[ACTIVITY] Whenever a line below includes the string "metal", show it.

________________________________________

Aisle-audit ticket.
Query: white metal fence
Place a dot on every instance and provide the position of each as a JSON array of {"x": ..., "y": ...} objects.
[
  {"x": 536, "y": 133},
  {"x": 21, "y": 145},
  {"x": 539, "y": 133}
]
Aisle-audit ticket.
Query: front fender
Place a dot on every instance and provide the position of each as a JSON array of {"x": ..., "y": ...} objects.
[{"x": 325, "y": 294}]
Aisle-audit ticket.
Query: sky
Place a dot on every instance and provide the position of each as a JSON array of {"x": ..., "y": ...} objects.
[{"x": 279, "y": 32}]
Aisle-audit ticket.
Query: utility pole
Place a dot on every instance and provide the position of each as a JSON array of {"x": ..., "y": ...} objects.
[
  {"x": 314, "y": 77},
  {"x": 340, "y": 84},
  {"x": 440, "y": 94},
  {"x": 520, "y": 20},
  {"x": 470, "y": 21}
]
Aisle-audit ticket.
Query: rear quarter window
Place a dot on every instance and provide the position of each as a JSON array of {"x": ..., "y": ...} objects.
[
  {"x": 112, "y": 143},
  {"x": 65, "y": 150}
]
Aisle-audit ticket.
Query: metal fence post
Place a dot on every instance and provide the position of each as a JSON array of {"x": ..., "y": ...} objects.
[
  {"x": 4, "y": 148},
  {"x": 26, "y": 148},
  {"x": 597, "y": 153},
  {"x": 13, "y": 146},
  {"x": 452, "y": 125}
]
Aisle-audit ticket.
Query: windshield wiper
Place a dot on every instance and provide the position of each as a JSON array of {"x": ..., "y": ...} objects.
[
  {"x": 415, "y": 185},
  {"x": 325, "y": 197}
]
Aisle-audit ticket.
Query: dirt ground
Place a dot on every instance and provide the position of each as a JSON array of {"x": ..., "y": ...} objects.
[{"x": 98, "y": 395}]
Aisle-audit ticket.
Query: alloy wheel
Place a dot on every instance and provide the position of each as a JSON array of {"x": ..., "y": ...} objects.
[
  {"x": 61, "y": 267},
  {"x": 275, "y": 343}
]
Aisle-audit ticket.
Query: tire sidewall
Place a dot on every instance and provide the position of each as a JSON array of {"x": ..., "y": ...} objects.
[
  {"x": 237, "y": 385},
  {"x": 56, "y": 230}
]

________________________________________

[ANSWER FOR THIS EXERCISE]
Query: white metal fence
Query: metal fence post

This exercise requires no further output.